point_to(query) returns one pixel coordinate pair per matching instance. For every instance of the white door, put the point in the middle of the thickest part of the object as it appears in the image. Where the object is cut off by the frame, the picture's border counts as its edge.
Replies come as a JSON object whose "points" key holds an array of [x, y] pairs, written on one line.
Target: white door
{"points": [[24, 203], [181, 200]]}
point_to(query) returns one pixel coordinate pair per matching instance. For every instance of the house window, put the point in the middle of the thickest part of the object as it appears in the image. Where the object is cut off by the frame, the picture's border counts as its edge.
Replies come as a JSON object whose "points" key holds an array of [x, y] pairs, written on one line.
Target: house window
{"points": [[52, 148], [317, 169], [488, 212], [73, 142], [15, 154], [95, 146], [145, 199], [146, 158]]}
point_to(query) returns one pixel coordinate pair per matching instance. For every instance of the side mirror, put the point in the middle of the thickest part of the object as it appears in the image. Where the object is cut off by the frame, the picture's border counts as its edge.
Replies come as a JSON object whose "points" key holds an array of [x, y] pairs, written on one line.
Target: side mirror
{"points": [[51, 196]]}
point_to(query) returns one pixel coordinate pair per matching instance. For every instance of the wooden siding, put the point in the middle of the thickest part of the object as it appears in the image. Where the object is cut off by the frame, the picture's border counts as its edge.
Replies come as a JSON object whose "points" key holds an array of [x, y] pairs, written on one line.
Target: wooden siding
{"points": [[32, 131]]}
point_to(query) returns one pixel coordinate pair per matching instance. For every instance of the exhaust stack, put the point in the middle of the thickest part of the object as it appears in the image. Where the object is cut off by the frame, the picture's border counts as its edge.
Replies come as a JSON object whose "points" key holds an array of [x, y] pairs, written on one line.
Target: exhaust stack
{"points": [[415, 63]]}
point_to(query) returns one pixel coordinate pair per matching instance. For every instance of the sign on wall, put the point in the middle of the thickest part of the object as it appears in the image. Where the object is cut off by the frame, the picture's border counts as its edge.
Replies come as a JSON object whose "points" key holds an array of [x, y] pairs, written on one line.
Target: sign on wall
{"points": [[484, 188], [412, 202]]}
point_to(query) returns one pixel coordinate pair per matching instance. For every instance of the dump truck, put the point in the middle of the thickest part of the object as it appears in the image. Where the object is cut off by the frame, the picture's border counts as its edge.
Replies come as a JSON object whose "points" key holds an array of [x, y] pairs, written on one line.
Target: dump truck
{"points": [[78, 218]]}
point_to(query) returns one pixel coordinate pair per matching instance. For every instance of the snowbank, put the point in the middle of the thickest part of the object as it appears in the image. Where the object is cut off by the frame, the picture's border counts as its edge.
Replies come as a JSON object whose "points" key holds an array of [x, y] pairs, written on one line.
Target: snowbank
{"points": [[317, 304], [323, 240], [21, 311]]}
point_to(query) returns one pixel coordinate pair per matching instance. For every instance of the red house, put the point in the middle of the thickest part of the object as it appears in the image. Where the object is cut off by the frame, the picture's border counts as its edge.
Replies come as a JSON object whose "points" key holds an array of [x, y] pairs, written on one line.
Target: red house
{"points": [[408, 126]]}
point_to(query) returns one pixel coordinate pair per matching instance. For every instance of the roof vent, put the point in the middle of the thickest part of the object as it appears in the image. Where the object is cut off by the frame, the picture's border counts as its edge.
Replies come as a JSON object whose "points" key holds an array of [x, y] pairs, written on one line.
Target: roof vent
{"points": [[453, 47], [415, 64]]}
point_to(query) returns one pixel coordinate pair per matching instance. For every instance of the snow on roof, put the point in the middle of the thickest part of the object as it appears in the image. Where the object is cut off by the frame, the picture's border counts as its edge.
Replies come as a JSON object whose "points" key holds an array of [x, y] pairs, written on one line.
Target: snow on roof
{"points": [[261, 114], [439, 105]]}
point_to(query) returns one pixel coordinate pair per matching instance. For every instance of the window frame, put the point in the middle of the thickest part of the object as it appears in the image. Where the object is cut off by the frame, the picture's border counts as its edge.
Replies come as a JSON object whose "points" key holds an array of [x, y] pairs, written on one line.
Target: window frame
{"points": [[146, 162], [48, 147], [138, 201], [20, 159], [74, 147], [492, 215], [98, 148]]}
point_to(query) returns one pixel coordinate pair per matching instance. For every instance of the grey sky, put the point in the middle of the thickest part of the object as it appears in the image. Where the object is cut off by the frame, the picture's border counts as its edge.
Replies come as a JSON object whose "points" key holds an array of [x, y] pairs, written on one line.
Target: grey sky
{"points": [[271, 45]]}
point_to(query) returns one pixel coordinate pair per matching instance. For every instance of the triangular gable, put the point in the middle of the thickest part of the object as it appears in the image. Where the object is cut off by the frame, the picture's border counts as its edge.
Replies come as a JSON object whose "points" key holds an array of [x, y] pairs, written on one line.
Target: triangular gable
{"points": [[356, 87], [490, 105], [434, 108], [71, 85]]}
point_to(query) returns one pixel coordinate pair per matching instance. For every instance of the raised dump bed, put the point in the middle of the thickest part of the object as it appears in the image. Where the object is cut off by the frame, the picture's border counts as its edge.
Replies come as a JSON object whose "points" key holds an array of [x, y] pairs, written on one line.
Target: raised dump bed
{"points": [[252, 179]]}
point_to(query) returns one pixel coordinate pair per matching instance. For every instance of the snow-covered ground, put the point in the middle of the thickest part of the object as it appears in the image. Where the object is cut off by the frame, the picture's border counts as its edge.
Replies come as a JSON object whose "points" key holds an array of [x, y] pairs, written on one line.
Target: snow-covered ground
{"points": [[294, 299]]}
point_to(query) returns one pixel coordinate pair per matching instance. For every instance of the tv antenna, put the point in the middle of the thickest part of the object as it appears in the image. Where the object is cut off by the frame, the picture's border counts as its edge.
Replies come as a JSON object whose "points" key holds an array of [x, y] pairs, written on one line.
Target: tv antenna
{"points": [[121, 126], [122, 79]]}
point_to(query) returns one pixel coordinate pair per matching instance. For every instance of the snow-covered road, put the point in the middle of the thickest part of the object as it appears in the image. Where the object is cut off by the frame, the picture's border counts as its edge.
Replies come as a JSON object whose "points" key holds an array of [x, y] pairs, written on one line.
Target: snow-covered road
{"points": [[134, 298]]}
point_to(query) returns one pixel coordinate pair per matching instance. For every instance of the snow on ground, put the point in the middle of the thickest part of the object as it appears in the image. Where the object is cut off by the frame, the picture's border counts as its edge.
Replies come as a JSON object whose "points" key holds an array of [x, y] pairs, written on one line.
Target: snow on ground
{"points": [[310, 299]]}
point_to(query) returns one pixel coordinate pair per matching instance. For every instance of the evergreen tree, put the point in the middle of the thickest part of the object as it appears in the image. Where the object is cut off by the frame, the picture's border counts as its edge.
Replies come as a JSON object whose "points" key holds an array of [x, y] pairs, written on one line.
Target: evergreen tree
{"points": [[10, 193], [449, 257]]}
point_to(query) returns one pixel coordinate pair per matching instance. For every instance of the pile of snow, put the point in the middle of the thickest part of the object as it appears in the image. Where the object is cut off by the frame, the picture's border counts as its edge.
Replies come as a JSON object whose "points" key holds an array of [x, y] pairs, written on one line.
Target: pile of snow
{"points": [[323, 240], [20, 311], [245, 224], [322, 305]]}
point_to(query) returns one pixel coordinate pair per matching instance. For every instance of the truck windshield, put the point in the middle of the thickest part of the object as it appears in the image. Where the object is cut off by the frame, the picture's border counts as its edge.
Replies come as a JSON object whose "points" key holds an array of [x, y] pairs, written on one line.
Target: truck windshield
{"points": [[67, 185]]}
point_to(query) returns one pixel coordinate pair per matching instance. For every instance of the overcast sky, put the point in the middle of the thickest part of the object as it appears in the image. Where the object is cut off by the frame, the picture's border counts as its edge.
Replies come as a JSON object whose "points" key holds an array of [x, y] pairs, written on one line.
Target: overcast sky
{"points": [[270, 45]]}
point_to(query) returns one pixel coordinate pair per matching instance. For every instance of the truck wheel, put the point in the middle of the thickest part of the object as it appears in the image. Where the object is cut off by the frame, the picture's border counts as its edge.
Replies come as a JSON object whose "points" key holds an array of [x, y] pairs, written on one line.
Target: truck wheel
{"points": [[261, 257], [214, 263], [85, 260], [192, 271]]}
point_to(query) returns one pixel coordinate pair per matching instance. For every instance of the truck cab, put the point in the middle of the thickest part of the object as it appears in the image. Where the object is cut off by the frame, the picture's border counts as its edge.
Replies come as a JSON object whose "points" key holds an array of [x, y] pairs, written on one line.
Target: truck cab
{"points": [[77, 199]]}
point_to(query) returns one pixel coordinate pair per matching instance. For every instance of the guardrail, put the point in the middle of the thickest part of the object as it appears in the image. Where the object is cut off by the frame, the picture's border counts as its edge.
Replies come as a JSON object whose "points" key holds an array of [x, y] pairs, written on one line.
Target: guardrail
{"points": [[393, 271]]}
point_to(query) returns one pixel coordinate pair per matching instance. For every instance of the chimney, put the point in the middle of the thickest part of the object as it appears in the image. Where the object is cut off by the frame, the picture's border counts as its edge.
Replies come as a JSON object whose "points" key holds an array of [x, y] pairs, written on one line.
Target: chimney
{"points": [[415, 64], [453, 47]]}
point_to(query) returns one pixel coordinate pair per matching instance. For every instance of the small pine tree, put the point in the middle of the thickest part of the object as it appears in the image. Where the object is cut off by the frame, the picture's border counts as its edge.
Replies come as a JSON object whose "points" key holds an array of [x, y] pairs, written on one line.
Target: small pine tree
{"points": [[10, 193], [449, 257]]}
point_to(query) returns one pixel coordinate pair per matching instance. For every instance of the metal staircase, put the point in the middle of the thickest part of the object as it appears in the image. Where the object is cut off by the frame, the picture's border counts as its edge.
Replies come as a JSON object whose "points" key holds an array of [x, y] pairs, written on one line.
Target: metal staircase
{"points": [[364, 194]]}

+++

Please give back exactly the lines of the listing above that run from the one containing "snow-covered road, put" through the one containing "on ground, put", and only those.

Response to the exercise:
point_to(query) returns one pixel coordinate pair per matching instance. For every instance of the snow-covered road, put the point in the middle of the thickest part of the object as it appears in the image. Where the object is cut off by the frame, the picture's border counts as its edge.
Replies come as a JSON object whose "points" key holds an array of [x, y] pairs, written on one line.
Target: snow-covered road
{"points": [[134, 298]]}
point_to(query) returns one pixel coordinate pair per matching instance. For every instance of the snow on ground, put the point in the middle of the thickest part of the object as it appears in the image. Where the object is cut off by the frame, the picture's border counts as its edge.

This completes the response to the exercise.